__Object pointing dataset rows__
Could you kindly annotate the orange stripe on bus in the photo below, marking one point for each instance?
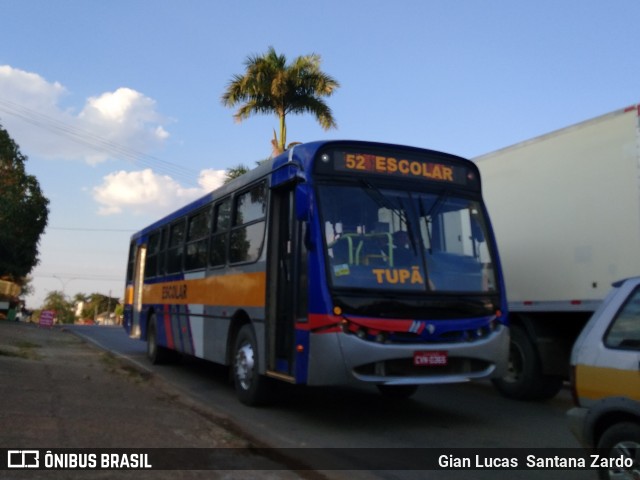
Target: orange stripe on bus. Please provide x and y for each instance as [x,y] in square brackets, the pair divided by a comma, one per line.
[247,289]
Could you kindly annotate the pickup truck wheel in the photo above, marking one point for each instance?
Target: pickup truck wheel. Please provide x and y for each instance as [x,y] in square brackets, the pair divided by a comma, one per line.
[621,440]
[251,387]
[525,380]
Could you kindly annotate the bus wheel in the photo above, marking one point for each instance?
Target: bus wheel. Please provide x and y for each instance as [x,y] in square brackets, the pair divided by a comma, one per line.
[524,379]
[251,387]
[157,354]
[398,392]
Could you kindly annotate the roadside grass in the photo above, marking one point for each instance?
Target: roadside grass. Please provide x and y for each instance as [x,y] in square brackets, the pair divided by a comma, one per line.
[21,349]
[116,365]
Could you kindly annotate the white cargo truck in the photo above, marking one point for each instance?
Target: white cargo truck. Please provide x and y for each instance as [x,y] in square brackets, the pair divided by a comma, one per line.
[566,212]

__SET PROBLEM__
Update the part of the data that opens with the line containing "Could you kindly annotate the white" and runs to the end of the data by changing "white cargo truck" to "gray cargo truck". Return only that part, with everything else unchanged.

__RESPONSE TO THIS TASK__
Could you kindly annotate the gray cargo truck in the photo above, marking one point for each instance?
Target: gray cargo truck. Please provide x and y for each instance as [x,y] in square brackets, the pair divided by a comma, one per line.
[566,212]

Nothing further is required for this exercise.